◆ Assigned task
Below is a block of entries, which should be copied verbatim apart from the pictures.

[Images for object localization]
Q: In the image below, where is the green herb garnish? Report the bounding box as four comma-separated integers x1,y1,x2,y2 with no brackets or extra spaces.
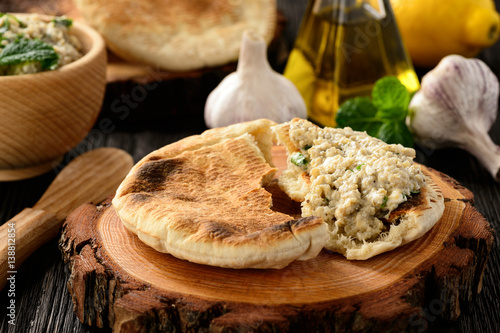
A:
52,17,73,28
303,144,312,151
0,37,59,72
336,76,414,147
380,196,389,208
349,164,364,172
403,189,421,200
0,14,10,34
291,152,308,167
0,13,25,31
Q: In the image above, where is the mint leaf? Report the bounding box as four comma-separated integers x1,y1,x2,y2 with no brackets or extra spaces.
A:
372,76,411,111
337,97,384,138
336,97,378,127
335,76,415,147
0,38,59,71
375,106,407,122
377,121,414,147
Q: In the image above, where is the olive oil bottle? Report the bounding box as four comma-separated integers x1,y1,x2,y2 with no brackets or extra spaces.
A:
284,0,419,127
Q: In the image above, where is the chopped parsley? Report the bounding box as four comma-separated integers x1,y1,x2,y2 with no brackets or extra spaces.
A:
0,15,10,34
52,17,73,27
403,190,421,200
348,164,364,172
0,13,26,33
380,196,388,208
356,164,365,171
291,152,308,167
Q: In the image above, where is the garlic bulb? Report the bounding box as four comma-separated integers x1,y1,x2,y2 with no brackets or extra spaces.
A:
408,54,500,181
204,31,307,128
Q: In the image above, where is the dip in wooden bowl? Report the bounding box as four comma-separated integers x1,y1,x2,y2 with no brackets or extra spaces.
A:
0,13,107,181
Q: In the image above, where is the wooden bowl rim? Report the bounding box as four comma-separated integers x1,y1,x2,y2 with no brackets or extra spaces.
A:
0,13,106,81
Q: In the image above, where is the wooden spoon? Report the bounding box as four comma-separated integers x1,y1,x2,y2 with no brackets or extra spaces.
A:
0,147,134,290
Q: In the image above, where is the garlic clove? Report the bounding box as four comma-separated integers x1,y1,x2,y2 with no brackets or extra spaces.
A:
408,54,500,181
459,130,500,181
204,30,307,129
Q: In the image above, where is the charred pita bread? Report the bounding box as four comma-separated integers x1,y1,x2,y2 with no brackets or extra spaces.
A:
272,118,445,260
112,120,328,269
74,0,277,71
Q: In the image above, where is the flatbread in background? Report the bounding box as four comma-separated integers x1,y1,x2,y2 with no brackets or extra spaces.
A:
112,119,328,269
74,0,277,71
272,118,445,260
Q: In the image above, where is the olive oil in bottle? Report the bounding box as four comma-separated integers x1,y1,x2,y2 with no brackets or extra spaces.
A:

◆ Reply to the task
Q: In the image below, where is the green herb garnish? Report the bounding box as four comma-separated integers x1,y1,x2,y2 with no brackets or extra spaces.
A:
52,17,73,28
303,144,312,151
0,37,59,72
336,76,414,147
380,196,389,208
349,164,364,172
403,189,421,200
0,14,10,34
291,152,308,167
0,13,25,31
Q: In the image above, where is the mint leaf? Report the bounding box as four comma-separated integers x1,y1,x2,y2 with no brackets or extra spaces.
A:
372,76,411,111
337,97,384,138
336,97,378,127
335,76,415,147
0,38,59,71
375,106,407,122
377,121,414,147
Q: In the image above, where is the olive oil bottle? Report the bounding box as four comma-separated integers x1,y1,x2,y2 with no brackets or extra spaces.
A:
284,0,419,127
Q: In the image above, where is the chopped parsley? Report the bounding box as four comma-separated integers x1,y1,x2,y2 with no brackets or extra spaces.
A:
0,15,10,34
52,17,73,27
403,190,421,200
348,164,364,172
0,13,26,33
380,196,388,208
356,164,365,171
291,152,308,167
Q: In the image above, where is the garlic bulb? Report the bounding box as four comma-separated integers x1,y1,x2,y2 with no brackets or extra spaces.
A:
408,54,500,181
204,31,307,128
Q: In the image above, where is the dip in wooden bowl? Report the bounding box as four comma-separated integers x1,y1,x2,y2 with no brackets or extra spaces.
A:
0,13,107,181
Q: In the image above, where is the wooden bowl rim? Report the bounding box as four comma-separated integers x1,y1,x2,y2 with no brackets or extra spaces.
A:
0,13,106,81
Q: In the image above, where is the wooden spoon? Report the bounding box as four comma-separated integers x1,y1,x2,y2 with no brackets or extra spaces.
A:
0,147,134,290
Q: In the image above, where is the garlic clove? Report the bounding box as four comma-separated integers x1,y1,x2,y2 with no brackets or extra spaces.
A:
408,54,500,181
459,130,500,181
204,30,307,129
Q: In the image above, where is the charred pita bread? Report the bounding box as four comma-separated integers x1,y1,x2,y2 with no brackets or extra spaces.
A:
272,118,445,260
112,120,328,269
74,0,277,71
Q: In the image above, where is the flatbread in background? Report the bounding box as four comma-separated integers x1,y1,x2,y2 with no brackets or extra spaces.
A:
112,119,328,269
74,0,277,71
272,118,445,260
Q: In the image above, where is the olive oil in bottle? Report the bounding box as four comma-separated integers x1,y1,x2,y2 with no brackets or extra spaces.
A:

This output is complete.